[Stored data entries]
########
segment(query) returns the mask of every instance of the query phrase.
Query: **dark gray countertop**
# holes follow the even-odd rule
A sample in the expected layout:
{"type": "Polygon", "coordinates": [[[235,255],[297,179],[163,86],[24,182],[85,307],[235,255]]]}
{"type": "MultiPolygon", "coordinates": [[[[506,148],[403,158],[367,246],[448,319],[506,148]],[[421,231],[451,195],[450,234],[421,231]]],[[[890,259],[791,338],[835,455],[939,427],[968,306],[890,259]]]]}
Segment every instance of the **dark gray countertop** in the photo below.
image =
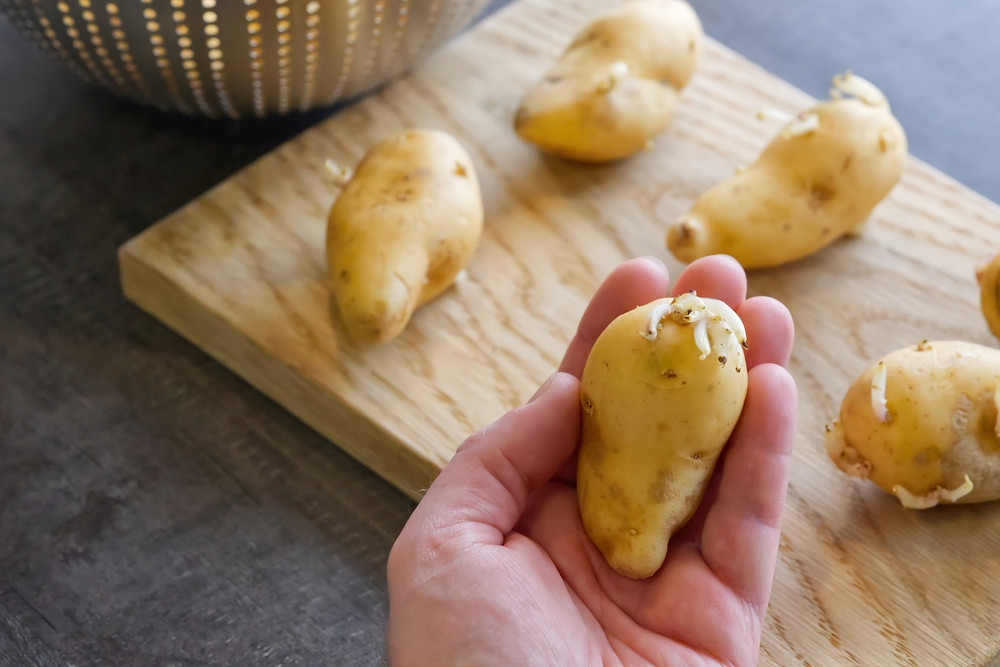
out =
{"type": "MultiPolygon", "coordinates": [[[[993,0],[694,4],[814,95],[878,82],[913,153],[1000,200],[993,0]]],[[[150,112],[0,19],[0,665],[381,660],[410,501],[118,286],[121,243],[328,113],[150,112]]]]}

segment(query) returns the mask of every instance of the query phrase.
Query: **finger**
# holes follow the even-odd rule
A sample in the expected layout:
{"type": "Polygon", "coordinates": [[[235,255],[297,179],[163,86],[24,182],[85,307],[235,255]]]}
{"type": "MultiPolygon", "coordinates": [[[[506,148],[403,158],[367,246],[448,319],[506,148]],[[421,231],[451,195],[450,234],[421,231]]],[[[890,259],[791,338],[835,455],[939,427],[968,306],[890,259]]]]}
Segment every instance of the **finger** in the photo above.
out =
{"type": "Polygon", "coordinates": [[[531,401],[467,439],[407,523],[423,534],[457,531],[472,542],[502,544],[529,494],[576,448],[579,381],[553,375],[531,401]]]}
{"type": "Polygon", "coordinates": [[[615,268],[594,293],[559,370],[580,377],[594,341],[624,312],[667,295],[670,276],[658,259],[637,257],[615,268]]]}
{"type": "MultiPolygon", "coordinates": [[[[753,368],[760,364],[778,364],[784,366],[792,353],[794,326],[792,315],[780,301],[771,297],[755,296],[747,299],[739,310],[740,319],[747,330],[747,367],[753,368]]],[[[712,474],[708,489],[698,504],[698,510],[684,528],[671,538],[671,544],[682,542],[701,542],[701,532],[708,511],[719,495],[719,483],[725,464],[725,455],[719,460],[712,474]]]]}
{"type": "Polygon", "coordinates": [[[763,616],[788,489],[797,396],[788,371],[775,364],[750,370],[749,382],[701,549],[716,576],[763,616]]]}
{"type": "MultiPolygon", "coordinates": [[[[794,326],[791,313],[780,301],[770,297],[756,296],[747,299],[739,309],[740,319],[747,330],[747,367],[753,368],[760,364],[778,364],[784,366],[792,352],[794,326]]],[[[701,542],[701,533],[705,518],[719,495],[719,484],[725,467],[725,454],[719,460],[708,489],[698,504],[698,510],[684,528],[673,538],[671,544],[684,542],[701,542]]]]}
{"type": "Polygon", "coordinates": [[[747,276],[729,255],[710,255],[687,265],[671,292],[674,296],[694,290],[698,296],[725,301],[734,310],[747,295],[747,276]]]}
{"type": "Polygon", "coordinates": [[[747,330],[747,366],[788,365],[795,339],[795,327],[788,308],[767,296],[747,299],[737,311],[747,330]]]}

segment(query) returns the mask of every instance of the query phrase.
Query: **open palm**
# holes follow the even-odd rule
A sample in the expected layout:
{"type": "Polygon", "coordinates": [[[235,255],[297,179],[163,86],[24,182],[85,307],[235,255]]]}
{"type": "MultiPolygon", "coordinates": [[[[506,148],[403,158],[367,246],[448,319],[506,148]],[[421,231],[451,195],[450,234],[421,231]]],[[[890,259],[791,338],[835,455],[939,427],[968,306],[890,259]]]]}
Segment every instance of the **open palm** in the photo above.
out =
########
Instructions for the task: Your reply must contain each entry exactly as written and no pictures.

Answer box:
segment(query) returns the mask of every instance of the query phrase.
Query: **dark gray countertop**
# holes follow the even-odd rule
A sample in the expected layout:
{"type": "Polygon", "coordinates": [[[235,255],[297,179],[163,86],[24,182],[85,307],[235,255]]]}
{"type": "MultiPolygon", "coordinates": [[[[506,148],[403,158],[367,246],[448,319],[506,148]],[[421,231],[451,195],[450,234],[421,231]]],[[[890,259],[791,338],[835,455],[939,427],[968,306],[890,259]]]]}
Segment every instance of the **dark gray countertop** in the photo below.
image =
out =
{"type": "MultiPolygon", "coordinates": [[[[993,0],[694,4],[814,95],[878,82],[913,153],[1000,200],[993,0]]],[[[150,112],[0,19],[0,665],[381,660],[410,501],[118,286],[121,243],[328,113],[150,112]]]]}

segment(query) returns the mask of every instance of the query phrase.
Query: **finger**
# holes follow the even-odd rule
A sample in the expected layout:
{"type": "Polygon", "coordinates": [[[235,255],[297,179],[163,86],[24,182],[85,307],[235,255]]]}
{"type": "MultiPolygon", "coordinates": [[[[506,148],[403,158],[367,246],[448,319],[506,148]],[[421,231],[451,195],[450,234],[421,231]]],[[[890,259],[791,338],[835,455],[939,427],[968,306],[890,259]]]]}
Segment every instance of the **finger** in the photo above.
out =
{"type": "Polygon", "coordinates": [[[531,401],[467,439],[407,523],[423,534],[457,531],[472,542],[502,544],[529,494],[576,448],[579,381],[553,375],[531,401]]]}
{"type": "Polygon", "coordinates": [[[615,268],[594,293],[559,370],[580,377],[594,341],[624,312],[667,295],[670,276],[658,259],[637,257],[615,268]]]}
{"type": "MultiPolygon", "coordinates": [[[[753,368],[760,364],[778,364],[784,366],[792,353],[794,326],[792,315],[780,301],[771,297],[755,296],[747,299],[739,310],[740,319],[747,330],[747,367],[753,368]]],[[[712,474],[708,489],[698,504],[698,510],[684,528],[671,538],[671,544],[682,542],[701,542],[701,532],[708,511],[719,495],[719,483],[725,464],[725,455],[719,460],[712,474]]]]}
{"type": "Polygon", "coordinates": [[[763,616],[788,489],[797,396],[788,371],[775,364],[750,370],[749,382],[701,549],[716,576],[763,616]]]}
{"type": "MultiPolygon", "coordinates": [[[[794,326],[791,313],[780,301],[770,297],[756,296],[747,299],[739,309],[740,319],[747,330],[747,367],[753,368],[760,364],[778,364],[784,366],[792,352],[794,326]]],[[[701,542],[701,533],[705,518],[719,495],[719,484],[725,467],[725,454],[719,460],[708,489],[698,504],[698,510],[684,528],[673,538],[671,544],[684,542],[701,542]]]]}
{"type": "Polygon", "coordinates": [[[747,276],[729,255],[710,255],[687,265],[671,292],[674,296],[694,290],[698,296],[725,301],[734,310],[747,295],[747,276]]]}
{"type": "Polygon", "coordinates": [[[747,330],[747,366],[788,365],[795,339],[795,327],[788,308],[767,296],[747,299],[737,311],[747,330]]]}

segment(query) returns the mask of every instance of the query phrase.
Query: **open palm**
# holes follow the even-odd rule
A sample in the expected layout:
{"type": "Polygon", "coordinates": [[[235,255],[297,179],[163,86],[24,182],[85,307],[235,255]]]}
{"type": "MultiPolygon", "coordinates": [[[[506,148],[403,158],[367,246],[448,319],[506,148]],[[421,231],[451,195],[450,234],[421,231]]],[[[890,259],[791,338],[835,455],[939,427],[968,306],[890,259]]]]}
Segment every instance of the **open palm** in the photo above.
out =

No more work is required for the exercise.